▸ **Excerpted records**
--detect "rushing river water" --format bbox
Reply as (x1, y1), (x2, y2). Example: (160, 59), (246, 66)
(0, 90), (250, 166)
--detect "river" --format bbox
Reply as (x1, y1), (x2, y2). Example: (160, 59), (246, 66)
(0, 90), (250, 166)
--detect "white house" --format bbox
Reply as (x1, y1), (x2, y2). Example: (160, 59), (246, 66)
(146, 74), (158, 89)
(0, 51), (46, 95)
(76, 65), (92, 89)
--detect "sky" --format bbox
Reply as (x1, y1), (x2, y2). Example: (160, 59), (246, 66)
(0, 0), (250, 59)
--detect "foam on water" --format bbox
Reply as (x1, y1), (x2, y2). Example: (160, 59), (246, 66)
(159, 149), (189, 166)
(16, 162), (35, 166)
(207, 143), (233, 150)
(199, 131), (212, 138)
==
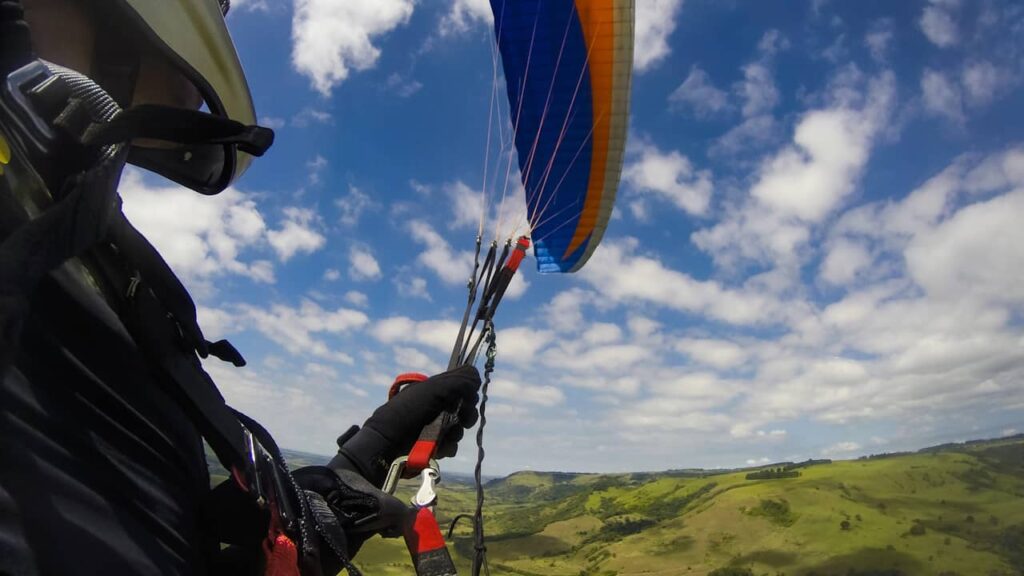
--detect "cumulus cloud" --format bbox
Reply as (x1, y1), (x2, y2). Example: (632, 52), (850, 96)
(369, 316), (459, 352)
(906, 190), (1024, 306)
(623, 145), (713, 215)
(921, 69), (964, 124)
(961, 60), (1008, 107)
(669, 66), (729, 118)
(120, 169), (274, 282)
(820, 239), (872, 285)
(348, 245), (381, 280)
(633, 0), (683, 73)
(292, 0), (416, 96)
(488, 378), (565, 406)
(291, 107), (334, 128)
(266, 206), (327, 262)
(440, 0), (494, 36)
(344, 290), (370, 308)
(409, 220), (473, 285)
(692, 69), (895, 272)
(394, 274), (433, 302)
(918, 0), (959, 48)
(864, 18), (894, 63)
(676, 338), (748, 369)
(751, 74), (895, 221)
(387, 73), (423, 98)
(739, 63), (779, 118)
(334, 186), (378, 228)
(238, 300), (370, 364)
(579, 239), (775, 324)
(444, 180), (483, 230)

▸ **Objective**
Return every line of the material above that contains the word "detect".

▸ **Output below**
--detect "rushing river water" --format bbox
--detect "river" --format bbox
--detect "white house" --format bbox
--detect "sky" --format bbox
--detect "foam on water" --format bbox
--detect "cumulus cloud" --format bbox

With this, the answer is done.